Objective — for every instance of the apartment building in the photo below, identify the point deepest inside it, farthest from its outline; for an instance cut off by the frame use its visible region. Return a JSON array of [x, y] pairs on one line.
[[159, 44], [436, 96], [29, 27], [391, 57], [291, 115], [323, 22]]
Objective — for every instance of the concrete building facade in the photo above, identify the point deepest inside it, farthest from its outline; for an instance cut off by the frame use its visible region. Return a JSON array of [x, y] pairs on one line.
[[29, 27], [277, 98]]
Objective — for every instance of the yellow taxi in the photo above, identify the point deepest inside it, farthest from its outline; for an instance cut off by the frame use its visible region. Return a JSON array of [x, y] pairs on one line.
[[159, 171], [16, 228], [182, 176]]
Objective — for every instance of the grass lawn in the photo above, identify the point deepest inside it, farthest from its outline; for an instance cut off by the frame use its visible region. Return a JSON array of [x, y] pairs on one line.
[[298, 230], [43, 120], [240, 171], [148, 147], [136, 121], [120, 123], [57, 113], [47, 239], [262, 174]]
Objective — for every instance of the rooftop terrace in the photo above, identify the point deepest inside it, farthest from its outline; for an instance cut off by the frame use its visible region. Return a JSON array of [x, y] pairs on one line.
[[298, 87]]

* * *

EXERCISE GOAL. Each record above needs to be reproduced exactly as written.

ANSWER TO THE PROBLEM.
Objective — for every instance of the apartment building in the photo below, identify the point deepest inside it, farthest from its outline; for an instance cut off by the frame use its visible region. Return a JSON array of [x, y] pairs on one line.
[[159, 44], [436, 96], [29, 27], [391, 57], [291, 115], [323, 22]]
Objective — for every instance of the concrete building facade in the photo above, identify the point deepest inside it, farthest from its outline; for an instance cut off by the frame use its visible region. Return a JSON array of [x, y] pairs on one line.
[[29, 27], [277, 98]]
Objective — for every instance of the yellow taxi in the photo above, identify the point deepest inside it, farthest from its outline; for an instance cut off by the frame use its visible region. Return a JSON array of [x, y] pairs on one line.
[[159, 171], [16, 228], [182, 176]]
Objective — for every instance of the grass lawn in the photo above, identify the point deepest inside it, farthest from its outline; for an instance cut off by the frame use its visible region. Return a JSON array of [x, y] pairs on one line.
[[298, 230], [43, 120], [240, 171], [148, 147], [136, 121], [120, 123], [57, 113], [47, 239], [262, 174]]
Objective — for every instance of the rooftop terrace in the photo above, identify the point deepest inside it, farthest from its outline; for an instance cut off by the frame use its visible region. Return a JSON array of [x, y] pairs on one line.
[[298, 87]]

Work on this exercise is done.